- WHAT IS EXPECTED -
Copy out the rows below with each "front door" swapped for "back door" and everything else left unchanged, omitting the pictures.

----- GIVEN DATA

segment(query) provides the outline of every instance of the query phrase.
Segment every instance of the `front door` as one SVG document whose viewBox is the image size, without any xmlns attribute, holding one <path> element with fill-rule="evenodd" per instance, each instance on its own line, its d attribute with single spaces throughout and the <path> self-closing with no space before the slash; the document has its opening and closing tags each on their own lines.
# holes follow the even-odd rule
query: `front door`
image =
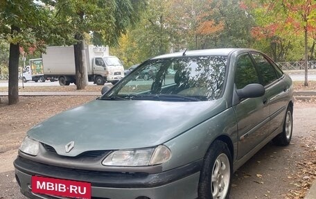
<svg viewBox="0 0 316 199">
<path fill-rule="evenodd" d="M 25 71 L 23 72 L 23 77 L 25 78 L 25 79 L 27 81 L 32 80 L 32 73 L 31 73 L 30 67 L 30 66 L 26 66 L 25 67 Z"/>
<path fill-rule="evenodd" d="M 259 83 L 259 76 L 248 53 L 239 56 L 236 64 L 235 87 L 239 89 Z M 259 144 L 269 132 L 269 107 L 263 96 L 241 99 L 234 106 L 238 130 L 237 158 L 242 158 Z"/>
</svg>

----------

- RESPONSE TO THE EXERCISE -
segment(query) provides the outline of every instance of the query phrase.
Segment every instance of the `back door` as one SVG document whose viewBox is the image size, without any xmlns attribute, holding one <path> element with fill-rule="evenodd" per instance, each instance on its own line, its d attribute with single spaces throughout and the <path> self-closing with no space before the slash; the document has its opening and closing tags each on their own lines.
# holes follow the even-odd rule
query: `back door`
image =
<svg viewBox="0 0 316 199">
<path fill-rule="evenodd" d="M 25 71 L 23 72 L 23 77 L 25 78 L 25 79 L 27 81 L 32 80 L 32 73 L 31 73 L 30 67 L 30 66 L 26 66 L 25 67 Z"/>
<path fill-rule="evenodd" d="M 259 83 L 259 76 L 248 53 L 239 56 L 236 64 L 235 87 L 239 89 Z M 259 144 L 269 132 L 269 107 L 263 96 L 241 99 L 234 106 L 238 130 L 237 158 L 242 158 Z"/>
</svg>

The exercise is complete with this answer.